- **Given task 1**:
In the article about Operation Cease Fire, how many gun possession cases per year does the Philadelphia justice system handle?
- **Given task 2**:
Pick up the Operation Cease Fire article after its last sentence and carry it on.

Could locking up bad guys save more lives than gun control? The success of Operation Cease Fire suggests the answer is yes.

by Noel Weyrich

Gerald Smith probably had no idea how much trouble he was in when the cops busted his crack house on South Bouvier Street on January 11, 1999. Although Smith was arrested on serious charges (police said he was carrying two huge, illegal handguns and had sold crack cocaine to an undercover cop) his past experiences with the Philadelphia courts suggested he had little reason to worry.

Even with two robbery convictions on his record, Smith hardly stands out in a justice system that handles 4,000 gun possession cases per year and has room for only 5,600 prisoners. Smith likely thought he’d be arraigned, released and home for dinner. Eventually, he would trade a guilty plea for a suspended sentence and probation.

- **Extracted entries**:
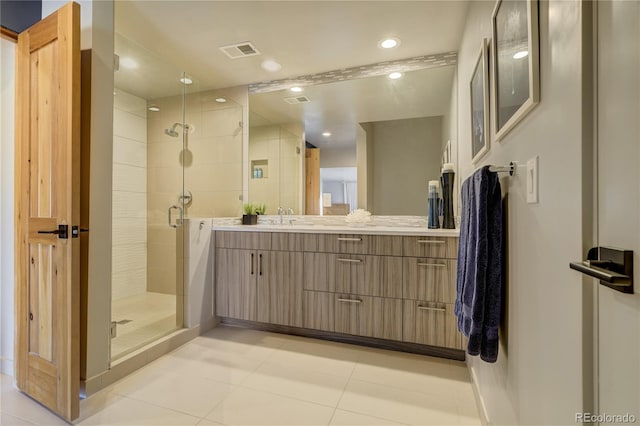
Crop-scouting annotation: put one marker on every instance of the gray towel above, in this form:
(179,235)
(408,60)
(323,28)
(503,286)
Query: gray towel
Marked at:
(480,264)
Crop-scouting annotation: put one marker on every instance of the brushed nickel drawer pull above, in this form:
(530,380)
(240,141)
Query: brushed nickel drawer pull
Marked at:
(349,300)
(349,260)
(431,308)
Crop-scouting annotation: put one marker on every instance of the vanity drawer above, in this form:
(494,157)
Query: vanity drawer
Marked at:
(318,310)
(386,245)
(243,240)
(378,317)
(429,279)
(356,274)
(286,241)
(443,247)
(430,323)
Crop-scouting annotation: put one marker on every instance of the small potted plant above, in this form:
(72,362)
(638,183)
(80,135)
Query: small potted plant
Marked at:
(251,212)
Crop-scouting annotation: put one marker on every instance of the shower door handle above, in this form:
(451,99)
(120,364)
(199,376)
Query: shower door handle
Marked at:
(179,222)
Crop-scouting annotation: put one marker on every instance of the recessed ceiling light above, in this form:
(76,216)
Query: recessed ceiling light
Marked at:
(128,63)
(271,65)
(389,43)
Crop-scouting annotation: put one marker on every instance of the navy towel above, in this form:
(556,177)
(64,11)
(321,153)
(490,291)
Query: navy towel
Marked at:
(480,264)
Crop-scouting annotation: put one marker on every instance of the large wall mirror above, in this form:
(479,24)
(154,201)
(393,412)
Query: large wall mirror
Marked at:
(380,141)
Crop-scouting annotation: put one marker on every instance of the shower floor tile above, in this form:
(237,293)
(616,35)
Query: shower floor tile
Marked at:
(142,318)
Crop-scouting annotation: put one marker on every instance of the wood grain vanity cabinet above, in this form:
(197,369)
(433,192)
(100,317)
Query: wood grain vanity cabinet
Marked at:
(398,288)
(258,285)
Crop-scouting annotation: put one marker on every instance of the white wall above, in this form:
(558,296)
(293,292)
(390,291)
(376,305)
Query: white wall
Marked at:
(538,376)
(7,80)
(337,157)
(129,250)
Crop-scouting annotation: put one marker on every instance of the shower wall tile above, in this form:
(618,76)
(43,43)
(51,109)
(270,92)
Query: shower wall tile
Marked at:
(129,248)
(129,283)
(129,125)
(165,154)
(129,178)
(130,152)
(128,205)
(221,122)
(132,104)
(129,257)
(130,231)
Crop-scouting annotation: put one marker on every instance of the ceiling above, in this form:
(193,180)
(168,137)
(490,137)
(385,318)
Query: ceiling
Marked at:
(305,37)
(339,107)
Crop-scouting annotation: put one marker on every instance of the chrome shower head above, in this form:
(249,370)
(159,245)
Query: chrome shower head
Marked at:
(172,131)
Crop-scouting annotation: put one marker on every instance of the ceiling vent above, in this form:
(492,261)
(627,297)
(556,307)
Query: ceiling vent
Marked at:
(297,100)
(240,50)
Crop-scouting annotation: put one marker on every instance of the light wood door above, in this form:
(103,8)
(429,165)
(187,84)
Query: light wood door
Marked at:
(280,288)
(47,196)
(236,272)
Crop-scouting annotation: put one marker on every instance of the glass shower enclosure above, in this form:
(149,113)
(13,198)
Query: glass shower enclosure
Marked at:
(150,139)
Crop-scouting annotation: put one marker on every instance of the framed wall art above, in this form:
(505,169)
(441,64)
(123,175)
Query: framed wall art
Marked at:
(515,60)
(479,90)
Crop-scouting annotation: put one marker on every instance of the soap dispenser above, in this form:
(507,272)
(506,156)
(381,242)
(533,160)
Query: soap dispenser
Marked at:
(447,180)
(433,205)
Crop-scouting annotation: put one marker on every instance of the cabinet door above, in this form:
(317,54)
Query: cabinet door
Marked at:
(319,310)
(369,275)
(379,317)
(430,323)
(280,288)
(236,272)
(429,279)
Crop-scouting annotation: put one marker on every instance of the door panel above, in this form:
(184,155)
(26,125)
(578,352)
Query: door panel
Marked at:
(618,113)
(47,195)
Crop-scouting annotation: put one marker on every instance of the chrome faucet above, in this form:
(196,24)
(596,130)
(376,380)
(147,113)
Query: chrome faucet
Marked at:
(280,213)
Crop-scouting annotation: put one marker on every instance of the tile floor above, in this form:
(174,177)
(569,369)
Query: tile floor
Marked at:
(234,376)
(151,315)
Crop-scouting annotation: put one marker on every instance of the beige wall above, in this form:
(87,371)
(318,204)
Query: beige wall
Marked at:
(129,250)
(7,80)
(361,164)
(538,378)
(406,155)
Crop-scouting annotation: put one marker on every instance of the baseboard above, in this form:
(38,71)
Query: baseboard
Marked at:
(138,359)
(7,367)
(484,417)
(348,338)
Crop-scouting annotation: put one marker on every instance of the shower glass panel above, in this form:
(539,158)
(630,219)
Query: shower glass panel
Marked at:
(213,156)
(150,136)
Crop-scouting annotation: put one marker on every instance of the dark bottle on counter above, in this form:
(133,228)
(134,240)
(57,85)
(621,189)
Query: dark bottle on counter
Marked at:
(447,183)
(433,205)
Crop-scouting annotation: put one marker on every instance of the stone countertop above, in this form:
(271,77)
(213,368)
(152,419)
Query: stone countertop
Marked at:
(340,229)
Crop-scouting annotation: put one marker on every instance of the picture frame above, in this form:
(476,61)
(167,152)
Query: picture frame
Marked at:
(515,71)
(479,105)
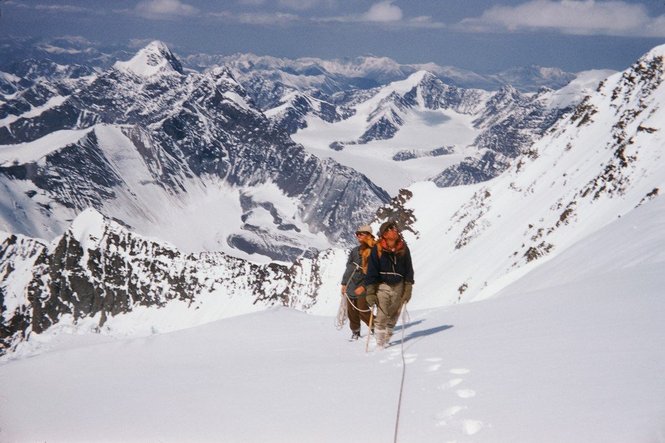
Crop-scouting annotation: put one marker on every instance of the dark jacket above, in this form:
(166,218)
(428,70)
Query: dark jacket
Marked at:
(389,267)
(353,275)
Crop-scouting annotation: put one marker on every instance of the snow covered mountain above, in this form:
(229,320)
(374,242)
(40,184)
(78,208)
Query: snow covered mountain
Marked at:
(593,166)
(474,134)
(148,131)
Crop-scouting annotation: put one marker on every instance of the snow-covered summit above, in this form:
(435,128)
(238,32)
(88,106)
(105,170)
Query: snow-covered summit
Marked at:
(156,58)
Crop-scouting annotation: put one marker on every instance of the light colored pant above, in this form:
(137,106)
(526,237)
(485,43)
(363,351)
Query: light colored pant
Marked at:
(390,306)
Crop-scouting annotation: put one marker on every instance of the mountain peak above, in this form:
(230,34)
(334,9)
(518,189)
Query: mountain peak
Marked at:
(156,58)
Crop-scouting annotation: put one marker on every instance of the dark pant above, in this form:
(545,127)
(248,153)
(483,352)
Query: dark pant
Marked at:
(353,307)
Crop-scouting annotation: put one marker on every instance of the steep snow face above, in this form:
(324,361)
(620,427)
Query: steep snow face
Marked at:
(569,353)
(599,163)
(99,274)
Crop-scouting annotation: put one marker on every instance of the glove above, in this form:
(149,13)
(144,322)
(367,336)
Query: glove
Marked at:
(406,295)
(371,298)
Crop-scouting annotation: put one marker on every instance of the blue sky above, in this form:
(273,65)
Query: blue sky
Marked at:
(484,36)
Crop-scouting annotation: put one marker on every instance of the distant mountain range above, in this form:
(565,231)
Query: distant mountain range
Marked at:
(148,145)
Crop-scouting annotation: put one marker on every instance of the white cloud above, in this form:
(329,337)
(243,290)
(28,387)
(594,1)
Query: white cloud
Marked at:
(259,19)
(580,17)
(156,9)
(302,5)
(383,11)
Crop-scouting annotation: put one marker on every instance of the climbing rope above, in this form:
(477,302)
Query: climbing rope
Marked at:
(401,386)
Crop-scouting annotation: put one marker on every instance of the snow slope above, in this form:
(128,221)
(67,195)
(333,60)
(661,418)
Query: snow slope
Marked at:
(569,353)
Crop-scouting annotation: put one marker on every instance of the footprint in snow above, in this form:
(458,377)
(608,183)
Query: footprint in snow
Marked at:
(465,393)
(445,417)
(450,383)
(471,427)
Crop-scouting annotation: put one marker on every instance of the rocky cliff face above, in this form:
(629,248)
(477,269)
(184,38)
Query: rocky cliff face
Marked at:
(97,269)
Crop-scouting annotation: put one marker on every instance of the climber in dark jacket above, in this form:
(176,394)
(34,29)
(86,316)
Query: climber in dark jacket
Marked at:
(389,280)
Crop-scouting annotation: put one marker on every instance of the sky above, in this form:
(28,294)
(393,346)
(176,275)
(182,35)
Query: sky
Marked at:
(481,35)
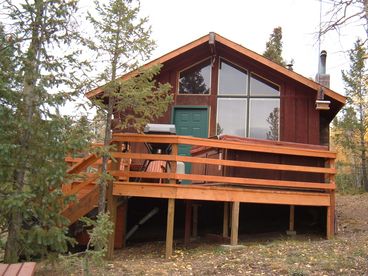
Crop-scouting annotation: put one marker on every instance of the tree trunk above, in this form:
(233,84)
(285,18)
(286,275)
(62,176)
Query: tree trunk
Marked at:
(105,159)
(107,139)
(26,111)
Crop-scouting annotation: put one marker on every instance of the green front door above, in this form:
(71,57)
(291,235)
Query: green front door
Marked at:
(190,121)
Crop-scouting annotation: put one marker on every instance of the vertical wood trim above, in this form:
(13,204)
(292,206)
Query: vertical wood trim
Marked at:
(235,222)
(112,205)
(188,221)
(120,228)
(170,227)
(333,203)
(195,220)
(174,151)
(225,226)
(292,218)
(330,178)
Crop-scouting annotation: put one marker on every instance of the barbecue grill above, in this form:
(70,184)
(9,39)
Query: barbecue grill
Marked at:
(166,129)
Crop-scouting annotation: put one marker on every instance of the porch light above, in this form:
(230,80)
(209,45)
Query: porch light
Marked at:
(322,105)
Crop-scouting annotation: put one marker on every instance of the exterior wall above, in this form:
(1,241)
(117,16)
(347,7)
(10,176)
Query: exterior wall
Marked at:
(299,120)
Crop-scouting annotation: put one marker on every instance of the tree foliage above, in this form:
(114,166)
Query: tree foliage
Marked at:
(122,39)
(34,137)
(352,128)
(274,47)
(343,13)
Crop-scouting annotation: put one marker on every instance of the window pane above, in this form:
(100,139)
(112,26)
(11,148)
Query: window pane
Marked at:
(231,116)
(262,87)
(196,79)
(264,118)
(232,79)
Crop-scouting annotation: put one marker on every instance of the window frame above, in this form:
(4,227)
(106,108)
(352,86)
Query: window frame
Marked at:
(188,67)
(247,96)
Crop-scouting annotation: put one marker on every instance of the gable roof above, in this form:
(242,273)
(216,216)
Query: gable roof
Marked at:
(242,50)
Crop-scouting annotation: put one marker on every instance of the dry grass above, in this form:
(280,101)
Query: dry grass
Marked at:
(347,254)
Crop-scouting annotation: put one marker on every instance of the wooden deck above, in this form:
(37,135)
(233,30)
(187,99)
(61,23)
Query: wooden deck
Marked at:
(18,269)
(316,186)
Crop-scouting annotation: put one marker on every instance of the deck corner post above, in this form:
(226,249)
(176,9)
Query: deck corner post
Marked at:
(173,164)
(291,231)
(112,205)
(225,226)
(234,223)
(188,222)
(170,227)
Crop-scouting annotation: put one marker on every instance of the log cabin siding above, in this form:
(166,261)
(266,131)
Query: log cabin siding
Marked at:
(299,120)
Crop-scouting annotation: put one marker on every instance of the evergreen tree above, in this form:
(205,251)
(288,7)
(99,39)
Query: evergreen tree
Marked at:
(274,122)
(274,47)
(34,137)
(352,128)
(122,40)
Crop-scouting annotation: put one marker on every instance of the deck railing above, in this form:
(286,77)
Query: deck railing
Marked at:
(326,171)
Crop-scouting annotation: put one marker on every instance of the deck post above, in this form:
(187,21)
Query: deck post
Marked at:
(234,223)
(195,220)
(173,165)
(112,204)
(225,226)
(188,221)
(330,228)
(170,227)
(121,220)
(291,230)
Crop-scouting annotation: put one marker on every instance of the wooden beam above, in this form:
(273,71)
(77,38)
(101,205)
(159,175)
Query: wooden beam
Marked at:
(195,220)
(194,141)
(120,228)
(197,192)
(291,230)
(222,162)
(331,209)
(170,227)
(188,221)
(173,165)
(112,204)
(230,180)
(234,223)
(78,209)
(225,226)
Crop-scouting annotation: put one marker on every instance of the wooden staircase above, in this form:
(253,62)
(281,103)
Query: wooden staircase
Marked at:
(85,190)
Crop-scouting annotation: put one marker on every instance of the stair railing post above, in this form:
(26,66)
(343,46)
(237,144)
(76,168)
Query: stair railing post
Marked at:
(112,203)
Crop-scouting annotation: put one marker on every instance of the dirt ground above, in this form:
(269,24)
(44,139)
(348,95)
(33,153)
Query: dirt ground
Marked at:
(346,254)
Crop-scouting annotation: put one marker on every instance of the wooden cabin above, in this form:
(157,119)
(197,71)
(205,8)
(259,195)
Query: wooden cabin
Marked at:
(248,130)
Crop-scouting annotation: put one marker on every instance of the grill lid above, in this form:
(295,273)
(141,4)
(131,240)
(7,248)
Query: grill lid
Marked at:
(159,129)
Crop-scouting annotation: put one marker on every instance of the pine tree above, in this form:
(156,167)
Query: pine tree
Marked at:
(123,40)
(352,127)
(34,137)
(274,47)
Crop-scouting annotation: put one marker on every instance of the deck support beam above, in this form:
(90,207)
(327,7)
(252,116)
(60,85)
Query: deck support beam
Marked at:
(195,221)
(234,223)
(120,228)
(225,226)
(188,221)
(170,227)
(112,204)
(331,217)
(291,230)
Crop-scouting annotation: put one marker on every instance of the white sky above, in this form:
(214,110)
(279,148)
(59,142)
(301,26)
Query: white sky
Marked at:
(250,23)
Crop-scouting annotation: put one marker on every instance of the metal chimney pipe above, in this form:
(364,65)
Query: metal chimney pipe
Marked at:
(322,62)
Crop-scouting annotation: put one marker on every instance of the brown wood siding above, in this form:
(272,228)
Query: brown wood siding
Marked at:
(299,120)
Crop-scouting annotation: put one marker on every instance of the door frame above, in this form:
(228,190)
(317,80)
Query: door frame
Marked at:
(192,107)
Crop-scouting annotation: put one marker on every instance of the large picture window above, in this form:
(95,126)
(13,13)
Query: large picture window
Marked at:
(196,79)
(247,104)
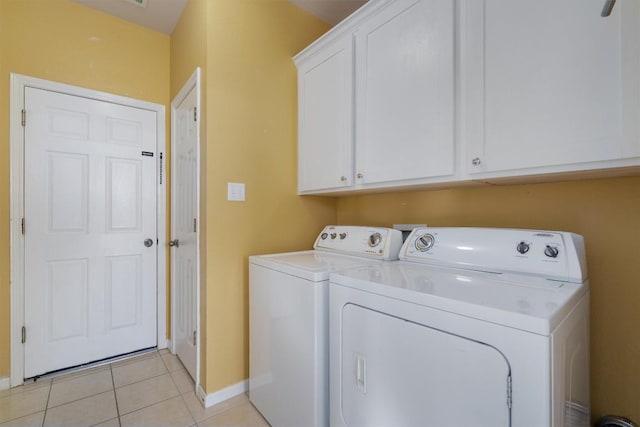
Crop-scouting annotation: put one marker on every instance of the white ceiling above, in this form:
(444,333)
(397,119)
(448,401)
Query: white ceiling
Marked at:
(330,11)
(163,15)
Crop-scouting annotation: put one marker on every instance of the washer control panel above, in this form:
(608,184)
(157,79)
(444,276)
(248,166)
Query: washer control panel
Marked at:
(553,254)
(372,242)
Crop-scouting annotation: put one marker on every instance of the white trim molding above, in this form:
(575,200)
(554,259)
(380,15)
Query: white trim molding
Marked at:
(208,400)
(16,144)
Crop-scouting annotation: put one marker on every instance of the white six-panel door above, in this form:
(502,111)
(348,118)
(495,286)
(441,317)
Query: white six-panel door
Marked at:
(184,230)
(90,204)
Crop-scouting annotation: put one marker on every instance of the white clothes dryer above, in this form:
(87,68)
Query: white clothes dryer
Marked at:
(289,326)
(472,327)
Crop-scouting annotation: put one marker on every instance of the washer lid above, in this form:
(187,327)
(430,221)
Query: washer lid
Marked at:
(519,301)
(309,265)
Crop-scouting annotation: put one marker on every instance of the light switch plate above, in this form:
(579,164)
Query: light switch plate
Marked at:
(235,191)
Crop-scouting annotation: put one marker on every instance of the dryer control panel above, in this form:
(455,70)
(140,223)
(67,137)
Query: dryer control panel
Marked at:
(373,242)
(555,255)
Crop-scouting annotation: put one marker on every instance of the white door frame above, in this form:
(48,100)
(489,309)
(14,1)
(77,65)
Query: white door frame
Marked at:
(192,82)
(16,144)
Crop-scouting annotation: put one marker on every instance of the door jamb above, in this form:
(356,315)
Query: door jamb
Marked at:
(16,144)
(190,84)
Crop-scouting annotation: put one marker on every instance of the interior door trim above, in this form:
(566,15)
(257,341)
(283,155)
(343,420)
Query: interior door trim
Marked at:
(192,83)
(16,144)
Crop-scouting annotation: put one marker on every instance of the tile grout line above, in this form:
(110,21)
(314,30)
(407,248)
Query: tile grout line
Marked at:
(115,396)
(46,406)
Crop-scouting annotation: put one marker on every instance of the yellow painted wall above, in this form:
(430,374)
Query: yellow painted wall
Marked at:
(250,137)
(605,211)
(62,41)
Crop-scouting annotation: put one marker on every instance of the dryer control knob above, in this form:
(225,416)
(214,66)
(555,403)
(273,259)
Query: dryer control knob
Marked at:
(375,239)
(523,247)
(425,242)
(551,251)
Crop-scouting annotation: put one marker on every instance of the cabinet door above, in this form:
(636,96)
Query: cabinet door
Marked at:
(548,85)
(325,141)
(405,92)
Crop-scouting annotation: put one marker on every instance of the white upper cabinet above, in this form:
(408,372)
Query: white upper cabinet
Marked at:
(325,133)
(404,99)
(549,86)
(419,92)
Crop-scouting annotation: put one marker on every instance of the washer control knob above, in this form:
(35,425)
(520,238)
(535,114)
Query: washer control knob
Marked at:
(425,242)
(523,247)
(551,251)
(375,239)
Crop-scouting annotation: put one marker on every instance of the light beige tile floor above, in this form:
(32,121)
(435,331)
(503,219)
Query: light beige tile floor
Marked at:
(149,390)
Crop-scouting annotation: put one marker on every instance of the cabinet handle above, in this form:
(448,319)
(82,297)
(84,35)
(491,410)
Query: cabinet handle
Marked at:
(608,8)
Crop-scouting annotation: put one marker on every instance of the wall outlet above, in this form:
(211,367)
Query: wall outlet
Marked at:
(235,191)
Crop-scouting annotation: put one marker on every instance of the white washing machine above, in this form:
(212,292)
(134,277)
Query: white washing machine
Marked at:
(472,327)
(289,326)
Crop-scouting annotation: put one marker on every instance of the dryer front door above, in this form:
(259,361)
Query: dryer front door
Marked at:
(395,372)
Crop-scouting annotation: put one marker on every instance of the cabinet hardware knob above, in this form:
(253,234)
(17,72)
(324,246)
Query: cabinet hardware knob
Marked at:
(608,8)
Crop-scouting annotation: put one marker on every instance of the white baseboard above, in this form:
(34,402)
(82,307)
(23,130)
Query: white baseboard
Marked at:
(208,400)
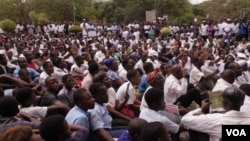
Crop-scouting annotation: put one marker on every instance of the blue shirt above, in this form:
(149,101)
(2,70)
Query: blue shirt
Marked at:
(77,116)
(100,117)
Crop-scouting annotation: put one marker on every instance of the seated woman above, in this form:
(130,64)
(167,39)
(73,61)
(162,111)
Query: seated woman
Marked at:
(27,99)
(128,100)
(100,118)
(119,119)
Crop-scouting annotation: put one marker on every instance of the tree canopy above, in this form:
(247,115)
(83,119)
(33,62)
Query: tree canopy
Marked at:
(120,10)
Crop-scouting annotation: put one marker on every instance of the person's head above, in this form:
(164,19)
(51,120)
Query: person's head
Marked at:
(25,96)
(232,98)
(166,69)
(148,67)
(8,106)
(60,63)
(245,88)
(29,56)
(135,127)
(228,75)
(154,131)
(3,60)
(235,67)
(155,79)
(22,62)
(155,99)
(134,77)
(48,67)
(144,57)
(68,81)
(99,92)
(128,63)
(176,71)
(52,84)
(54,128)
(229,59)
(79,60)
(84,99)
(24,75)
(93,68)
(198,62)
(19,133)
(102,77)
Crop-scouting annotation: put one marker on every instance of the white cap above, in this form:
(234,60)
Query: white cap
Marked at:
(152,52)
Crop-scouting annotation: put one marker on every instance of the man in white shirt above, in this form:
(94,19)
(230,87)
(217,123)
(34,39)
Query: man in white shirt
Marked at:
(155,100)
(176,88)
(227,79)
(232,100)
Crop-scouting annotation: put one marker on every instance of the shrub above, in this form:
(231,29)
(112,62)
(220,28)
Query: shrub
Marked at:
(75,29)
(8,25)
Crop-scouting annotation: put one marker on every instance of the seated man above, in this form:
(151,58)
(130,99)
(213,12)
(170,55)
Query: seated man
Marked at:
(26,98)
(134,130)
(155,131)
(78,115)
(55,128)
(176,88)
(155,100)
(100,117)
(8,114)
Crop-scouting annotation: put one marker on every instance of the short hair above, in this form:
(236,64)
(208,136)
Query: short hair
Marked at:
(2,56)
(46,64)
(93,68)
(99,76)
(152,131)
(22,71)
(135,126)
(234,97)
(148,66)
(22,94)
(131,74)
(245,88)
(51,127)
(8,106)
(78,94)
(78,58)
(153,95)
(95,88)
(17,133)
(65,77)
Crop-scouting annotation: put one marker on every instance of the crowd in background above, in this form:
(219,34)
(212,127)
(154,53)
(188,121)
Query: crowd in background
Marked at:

- **Answer 1**:
4,000

- **Answer 2**:
But the prosecutors in the Philadelphia District Attorney’s Office made sure that Gerald Smith never got a third chance in Philadelphia’s felon-friendly courts. Under a then-new program called Operation Cease Fire, the District Attorney’s Office shipped Smith’s case over to the U.S. Attorney’s Office. They literally made a federal case out of it, and Gerald Smith has not been home for dinner since. Instead, he was placed in federal custody, awaiting trial for violating strict federal statutes on illegal guns and drugs. With no chance of a suspended sentence or probation, the goateed 34-year-old with the winning smile and 2-year-old twins was staring at 30 years of hard time in a federal lockup.

To Smith, a veteran defendant in Philadelphia’s courtrooms, it must have seemed like he had landed in another country.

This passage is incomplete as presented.